◆ **Excerpt provided**
▼

Several of the books I have written have been about what happens – or what I believe needs to happen – inside the locker room. Earning Your Own Respect is about what I believe needs to be happening outside the therapy room, outside the personal growth seminars, and outside the covers of the self-help books. For as much as I believe in what I do for a living, I also believe that we must balance “study” with “application,” and “preparation” with “action.” As important as it is to break through the resistance to reaching out for help when we need it, it is equally important to learn how and when to rely on ourselves. The goal of any good therapy or strategy for personal growth should be to help set us back on our own two feet, to connect us with our own good judgment, to reintroduce us to the one person on this earth who we need to be able to trust above all others. Guess who?

+ Aligning Your Life with Your Personal Value System

In its simplest form, here is my thinking as put forth in Earning Your Own Respect: To earn your own respect you must live responsibly. To live responsibly you must identify and clarify your personal value system and act on a daily basis in accordance with that value system. In other words, you will respect yourself to the degree that you do not violate your own value system. This is one of life’s offensively simple truths, something Alcoholics Anonymous refers to as “simple, but not easy.”

I worked as a magician off and on for much of my young life and still throw in a trick or two at my seminars and speaking engagements. When demonstrating sleight of hand with a deck of playing cards, I will sometimes show an interested spectator how I accomplish a particular effect. His response is often something like, “Oh I get it. That’s simple.” And then he attempts to duplicate the moves I have shown him, only to be frustrated again and again with each repeated attempt to follow my “simple” instructions. What He has not taken into consideration is that simple does not mean easy, and that by rehearsing my sleight of hand moves for years, I have created a secondary illusion: that the card trick is both simple and easy.

The same principles hold for the simple instructions for self-respect. Identify your personal value system, then act according to that value system. Presto, there you have it: self-respect. (Oh I get it. That’s simple.) Yet here are entire books (mine and others’) written to explore the meaning and practice of personal responsibility and self-respect, and the thoughts and ideas contained within those books can barely scratch the surface of all that can be said about such an important subject. The subject of my book in its broadest sense is an exploration of our human condition. More specifically, there are two questions I want my book to introduce or reinforce in the reader’s mind; ask yourself, “What do I really want to do with my one human life?” and “Am I doing it?”

▲

◆ **Data shown**
▼

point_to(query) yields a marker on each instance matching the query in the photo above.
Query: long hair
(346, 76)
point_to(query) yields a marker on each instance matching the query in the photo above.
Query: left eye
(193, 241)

▲

◆ **Aim of the task**
Based on the excerpt on self-respect, decide whether each statement agrees with it. Answer yes or no for each, and quote the words from the excerpt that decide it.
1. The writer no longer performs any magic tricks.
2. The writer says good therapy should aim to keep people relying on outside help.
3. The excerpt credits Alcoholics Anonymous with the phrase "simple, but not easy."

◆ **Answer**
1. No: "still throw in a trick or two at my seminars and speaking engagements"
2. No: "The goal of any good therapy or strategy for personal growth should be to help set us back on our own two feet"
3. Yes: "something Alcoholics Anonymous refers to as “simple, but not easy.”"